▸ What is being asked: Every line of the data must be retyped exactly as it stands.
[The records Boundary: Start]
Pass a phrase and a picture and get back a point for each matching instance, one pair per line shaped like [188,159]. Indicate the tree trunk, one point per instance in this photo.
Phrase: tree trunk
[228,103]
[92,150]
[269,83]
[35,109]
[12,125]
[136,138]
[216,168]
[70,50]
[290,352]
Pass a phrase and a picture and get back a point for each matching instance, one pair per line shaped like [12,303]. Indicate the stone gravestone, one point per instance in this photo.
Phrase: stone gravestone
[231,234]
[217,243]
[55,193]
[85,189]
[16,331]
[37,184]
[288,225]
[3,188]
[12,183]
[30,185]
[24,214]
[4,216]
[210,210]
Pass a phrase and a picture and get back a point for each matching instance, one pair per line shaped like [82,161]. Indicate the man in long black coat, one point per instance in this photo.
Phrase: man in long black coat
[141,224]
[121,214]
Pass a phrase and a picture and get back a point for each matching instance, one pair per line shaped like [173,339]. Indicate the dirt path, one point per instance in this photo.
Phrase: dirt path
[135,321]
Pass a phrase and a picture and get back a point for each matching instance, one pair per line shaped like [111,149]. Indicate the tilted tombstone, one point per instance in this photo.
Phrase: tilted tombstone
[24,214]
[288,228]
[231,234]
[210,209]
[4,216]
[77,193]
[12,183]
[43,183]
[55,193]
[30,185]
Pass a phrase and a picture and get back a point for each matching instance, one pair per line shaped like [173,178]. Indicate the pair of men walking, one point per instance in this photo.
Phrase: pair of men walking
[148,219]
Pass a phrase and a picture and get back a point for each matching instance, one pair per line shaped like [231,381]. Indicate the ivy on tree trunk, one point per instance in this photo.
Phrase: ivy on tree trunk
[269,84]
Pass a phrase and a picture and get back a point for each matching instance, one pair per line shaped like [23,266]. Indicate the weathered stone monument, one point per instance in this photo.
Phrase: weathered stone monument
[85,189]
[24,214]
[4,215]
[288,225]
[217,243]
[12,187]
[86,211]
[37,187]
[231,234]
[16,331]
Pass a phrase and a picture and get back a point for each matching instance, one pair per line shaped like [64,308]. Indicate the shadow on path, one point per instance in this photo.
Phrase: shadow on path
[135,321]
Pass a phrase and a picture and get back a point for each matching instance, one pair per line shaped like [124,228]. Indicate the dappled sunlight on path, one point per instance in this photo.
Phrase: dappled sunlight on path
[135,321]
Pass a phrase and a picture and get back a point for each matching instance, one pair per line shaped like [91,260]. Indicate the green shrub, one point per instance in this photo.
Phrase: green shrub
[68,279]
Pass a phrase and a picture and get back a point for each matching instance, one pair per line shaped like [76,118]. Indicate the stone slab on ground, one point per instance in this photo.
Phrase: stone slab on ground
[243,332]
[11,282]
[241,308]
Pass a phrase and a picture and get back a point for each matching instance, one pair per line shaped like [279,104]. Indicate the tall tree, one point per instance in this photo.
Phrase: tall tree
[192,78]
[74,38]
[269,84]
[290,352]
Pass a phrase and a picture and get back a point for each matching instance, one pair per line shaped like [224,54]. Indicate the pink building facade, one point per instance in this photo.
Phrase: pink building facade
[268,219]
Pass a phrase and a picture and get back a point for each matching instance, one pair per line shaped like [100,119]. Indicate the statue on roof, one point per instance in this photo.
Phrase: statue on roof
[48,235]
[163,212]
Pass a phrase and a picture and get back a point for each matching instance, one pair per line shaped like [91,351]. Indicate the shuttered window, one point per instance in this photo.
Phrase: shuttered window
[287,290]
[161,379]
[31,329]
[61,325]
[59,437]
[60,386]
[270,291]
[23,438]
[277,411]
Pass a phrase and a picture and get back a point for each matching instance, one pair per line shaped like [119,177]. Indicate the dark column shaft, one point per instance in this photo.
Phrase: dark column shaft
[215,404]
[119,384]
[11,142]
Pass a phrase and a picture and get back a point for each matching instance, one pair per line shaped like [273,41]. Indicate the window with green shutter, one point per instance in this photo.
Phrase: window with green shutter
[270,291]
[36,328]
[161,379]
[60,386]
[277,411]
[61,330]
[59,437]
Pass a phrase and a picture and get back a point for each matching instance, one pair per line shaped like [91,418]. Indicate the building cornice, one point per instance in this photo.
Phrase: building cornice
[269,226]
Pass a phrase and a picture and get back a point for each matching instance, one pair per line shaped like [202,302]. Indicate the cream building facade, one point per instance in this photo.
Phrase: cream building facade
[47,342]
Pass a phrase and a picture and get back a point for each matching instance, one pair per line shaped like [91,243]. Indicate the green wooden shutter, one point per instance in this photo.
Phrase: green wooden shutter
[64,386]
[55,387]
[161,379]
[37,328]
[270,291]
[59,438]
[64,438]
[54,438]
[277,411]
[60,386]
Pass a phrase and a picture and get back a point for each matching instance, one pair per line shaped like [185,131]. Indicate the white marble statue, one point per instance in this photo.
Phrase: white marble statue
[The records Boundary: End]
▸ Reply:
Pass a phrase and a picture and get back a point for each matching instance, one pair per line shaped like [188,159]. Indicate the tree trunk, one point per instance in this photo.
Phrase: tree trunk
[228,103]
[92,150]
[269,83]
[35,109]
[12,125]
[136,138]
[216,168]
[70,50]
[290,352]
Pass a phrase and a picture and get back a point for each matching instance, one pair per line shaped like [12,303]. Indicate the stone gravestone, one point per instance in this photo.
Phrase: stone gravestone
[231,234]
[217,243]
[55,193]
[85,189]
[16,331]
[37,184]
[288,225]
[3,188]
[12,183]
[30,185]
[24,214]
[4,216]
[210,210]
Pass a phrase and a picture and get back a point for each matching instance, one pair per line shaped like [82,161]. Indicate the man in long black coat, one point per instance in this photo.
Phrase: man in long black coat
[141,224]
[121,214]
Pass a phrase and a picture and get back a point for each matching instance, one pair per line shaped like [173,339]. Indicate the dirt path, one point per instance in this photo.
Phrase: dirt path
[135,321]
Pass a phrase and a picture and get back a point for each matching instance, one pair per line shaped like [111,149]. Indicate the tilted tombstone, one point per instance in this photo.
Phrase: tilted tombstone
[24,214]
[288,228]
[231,234]
[210,209]
[4,216]
[77,193]
[12,183]
[43,183]
[55,193]
[30,185]
Pass a phrase and a picture and get back a point for each matching instance, one pair per line shaped like [173,178]. Indicate the pair of men walking, one point per instance in this photo.
Phrase: pair of men walking
[148,219]
Pass a phrase and a picture and get back a point for each matching instance, one pair per line shaped like [231,381]. Indicate the ivy on tree trunk, one point per instance in this photo.
Phrase: ivy on tree trunk
[269,84]
Pass a phrase and a picture and get back a point for each matching instance, one pair per line shaped like [23,266]. Indicate the weathered stone monument, one point per instance in this photo.
Phrase: weathered stone monument
[85,189]
[24,214]
[4,215]
[288,225]
[217,243]
[12,187]
[86,211]
[37,187]
[231,234]
[16,331]
Pass a phrase and a picture and get back a point for each matching instance, one pair per line shaped like [64,308]. Indicate the shadow on path, one point per instance in this photo.
Phrase: shadow on path
[135,321]
Pass a phrase and a picture and get back a point for each matching instance, one pair per line shaped like [124,228]. Indicate the dappled sunlight on path, one point per instance in this photo.
Phrase: dappled sunlight on path
[135,321]
Pass a phrase and a picture and get back a point for each matching instance, one pair per line shaped like [91,260]. Indicate the green shrub, one point per instance in this photo.
Phrase: green shrub
[68,279]
Pass a phrase and a picture and get back a point for each matching instance, one pair per line shaped like [76,118]. Indicate the stone slab on ground, one point per instance in this photo.
Phrase: stone slab on ground
[243,332]
[11,282]
[241,308]
Pass a phrase and a picture and get back a point for each matching instance, one pair per line shaped like [279,104]. Indicate the tall tree, one point per instance in this photo.
Phrase: tall tree
[192,78]
[74,38]
[269,84]
[290,352]
Pass a phrase and a picture and get back a point for each matching instance, one pair per line shaped like [224,54]. Indicate the pink building facade, one point per instance in this photo.
Phrase: pink building facade
[268,219]
Pass a phrase and a picture and get back a point for each matching instance, one pair per line shaped like [100,119]. Indicate the statue on roof, one point per instance in this photo.
Phrase: statue on roof
[48,235]
[163,212]
Pass a phrase and a picture and get back a point for each matching instance, one pair per line shaped like [91,351]. Indicate the shuttered window, one point per instance in this photo.
Phrase: shuttered window
[287,290]
[161,379]
[31,329]
[61,325]
[59,437]
[60,386]
[270,291]
[23,438]
[277,411]
Pass a phrase and a picture and get back a point for each matching instance, one pair per line shaped like [119,177]. Indicate the dark column shaft, one point per instance in this photo.
Phrase: dark column shaft
[215,404]
[119,384]
[11,142]
Pass a phrase and a picture and get back a point for each matching instance, one pair per line shaped like [273,41]. Indicate the window with green shutter, one point per instance in this photo.
Phrase: window with green shutter
[270,291]
[36,328]
[161,379]
[60,386]
[277,411]
[61,330]
[59,437]
Pass a phrase and a picture and get back a point for each matching instance, one pair per line shaped like [91,418]. Indicate the building cornice, one point per instance in this photo.
Phrase: building cornice
[269,226]
Pass a phrase and a picture and get back a point for each matching instance, one pair per line shaped like [202,302]. Indicate the cream building facade, one point per instance in this photo.
Phrase: cream building facade
[47,342]
Pass a phrase and a picture and get back a point for each matching instance, one pair per line shaped like [91,243]. Indicate the green wooden shutter, one point per instance in this photo.
Phrase: green wooden shutter
[64,386]
[55,387]
[161,379]
[37,328]
[270,291]
[59,438]
[64,438]
[54,438]
[277,411]
[60,386]
Pass a phrase and a picture and get back a point for each matching instance, one pair per line shaped like [185,131]. Indicate the white marble statue, one point per instance in this photo.
Phrase: white marble statue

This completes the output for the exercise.